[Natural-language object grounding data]
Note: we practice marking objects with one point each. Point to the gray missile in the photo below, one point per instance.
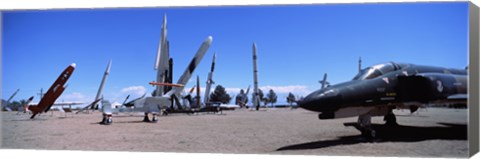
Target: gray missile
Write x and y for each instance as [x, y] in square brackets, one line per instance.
[209, 81]
[187, 74]
[100, 88]
[256, 100]
[161, 61]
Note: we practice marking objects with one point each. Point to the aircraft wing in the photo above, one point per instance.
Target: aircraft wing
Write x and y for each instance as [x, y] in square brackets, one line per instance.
[426, 87]
[88, 106]
[131, 103]
[68, 103]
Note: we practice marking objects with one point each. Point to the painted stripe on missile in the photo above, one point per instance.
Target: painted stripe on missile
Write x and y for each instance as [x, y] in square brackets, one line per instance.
[191, 66]
[387, 98]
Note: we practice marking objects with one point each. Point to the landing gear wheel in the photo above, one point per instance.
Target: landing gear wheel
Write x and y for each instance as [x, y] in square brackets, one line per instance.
[107, 120]
[390, 119]
[369, 133]
[146, 119]
[154, 119]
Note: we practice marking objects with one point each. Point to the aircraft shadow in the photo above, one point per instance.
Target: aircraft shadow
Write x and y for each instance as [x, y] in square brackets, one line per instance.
[391, 134]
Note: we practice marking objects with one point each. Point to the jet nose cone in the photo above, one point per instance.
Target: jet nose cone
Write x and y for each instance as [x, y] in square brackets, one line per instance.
[322, 100]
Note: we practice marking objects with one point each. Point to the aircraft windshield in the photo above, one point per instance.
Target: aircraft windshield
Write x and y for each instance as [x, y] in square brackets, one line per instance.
[375, 71]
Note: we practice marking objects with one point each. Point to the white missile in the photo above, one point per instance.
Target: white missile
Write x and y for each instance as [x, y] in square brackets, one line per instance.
[161, 61]
[209, 82]
[100, 88]
[256, 100]
[187, 74]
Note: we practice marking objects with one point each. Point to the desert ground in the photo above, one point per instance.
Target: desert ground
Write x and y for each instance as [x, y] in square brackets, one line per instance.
[431, 132]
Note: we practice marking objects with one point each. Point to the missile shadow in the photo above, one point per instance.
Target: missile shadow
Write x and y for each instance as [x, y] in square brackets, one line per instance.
[385, 133]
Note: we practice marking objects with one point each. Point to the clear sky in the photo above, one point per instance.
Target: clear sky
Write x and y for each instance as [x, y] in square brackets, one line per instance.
[296, 44]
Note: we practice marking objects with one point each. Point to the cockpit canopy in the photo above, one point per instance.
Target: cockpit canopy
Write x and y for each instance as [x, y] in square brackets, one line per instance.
[376, 70]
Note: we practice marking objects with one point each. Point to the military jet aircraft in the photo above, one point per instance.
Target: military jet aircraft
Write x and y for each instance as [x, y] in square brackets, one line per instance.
[377, 90]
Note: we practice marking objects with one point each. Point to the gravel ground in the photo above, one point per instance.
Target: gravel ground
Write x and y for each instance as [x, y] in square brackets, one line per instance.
[432, 132]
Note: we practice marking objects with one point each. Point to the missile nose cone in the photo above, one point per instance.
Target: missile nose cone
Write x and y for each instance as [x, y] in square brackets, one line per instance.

**TASK BRIEF:** An exact reproduction of the data is needed, with no pictures included.

**RESULT OF THIS EXERCISE:**
Note: we practice marking objects with one point each. Point to the gray missile in the photo below, one point per instance.
Target: gray missile
Write x and y for each instance as [x, y] in square brackets, one line per instance.
[209, 81]
[187, 74]
[100, 88]
[256, 100]
[161, 61]
Note: we practice marking objects with one point each. Point to the aircraft wing in the photo above, one point per instance.
Target: aircraft wing
Write x and y for each instance as [x, y] in square brackets, one line per instance.
[426, 87]
[88, 106]
[131, 103]
[68, 103]
Note: we practice marking objects with one point each. Point to the painted stripe on missile in the photo above, one point per instance.
Target: painted stripe on missile
Write x and y for each instance as [x, y] in square brackets, one line per instance.
[191, 66]
[387, 98]
Note: we practice marking objects with one point each. Point to the landing gear wheel in the photo above, one point per instance.
Target: landing gear wheel
Write x and y for each instance as [x, y] in square brackets, one line per instance.
[107, 120]
[390, 119]
[369, 133]
[146, 119]
[154, 119]
Note: we practice marking objects with one point each. Point to the aircraft shadow in the photo above, one point per instance.
Target: aircraft shadow
Write x and y for each instance as [x, y] in square brackets, one line per instance.
[391, 134]
Note: we practice marking objects with one point each. Point to the jet nose cone in the photo above, one point per instance.
Target: jet nose cone
Write x and y for each instance as [x, y] in square brackets, one line per instance.
[322, 100]
Note: we practice marking objects with one point each. Point to the aircraft windshield in the photo above, one point per instance.
Target: aircraft windshield
Write x and y for each instance as [x, y] in square brackets, one line per instance.
[375, 71]
Note: we practice marking objects with one point each. Point to the white missile in the photo above, one point per instance.
Target: white missile
Write x and y for each instance as [x, y] in square brackets, one line per instance.
[161, 61]
[209, 82]
[100, 88]
[256, 100]
[187, 74]
Note: we practice marking objects with one point each. Point to the desert ground in the photo above, one point per instance.
Target: desert ground
Write x and y for each instance as [x, y] in square brackets, one line per instance.
[431, 132]
Note: we practice marking objects with one point each. Point to the missile shadow in the photo above, one point per instance.
Target: missile shadow
Write x and y for each instance as [x, y] in square brackets, one line per instance.
[385, 133]
Note: we practice marking objects with one point each. Point to the clear sky in the photo above, one point per instance.
Target: clear sky
Write x and y for each instance as [x, y] in square brackets, one line per instance.
[296, 44]
Note: we practice marking objects with one point each. Point to the cockpit canopy in the photo above, one point per instance.
Target: cockpit canopy
Write x and y for each instance as [x, y] in square brackets, one line per instance.
[376, 70]
Note: we practice marking objects with one point each. Point to the military jet aircraft in the photo above, one point per instance.
Target: military jet aircraft
Write x and y for each instance as [x, y] in square brackets, one line per instance.
[377, 90]
Note: we practice marking objects with one point each. Point to the gravel ground in the photo above, one point per instance.
Target: gravel ground
Write x and y for each instance as [x, y] in square brackets, one line per instance.
[432, 132]
Note: we practice marking objects with one point each. Point to the missile nose cone in the photo above, one point per instance.
Target: missile nose cone
Write x and y for each instance as [x, y] in square brackets, one line per instance.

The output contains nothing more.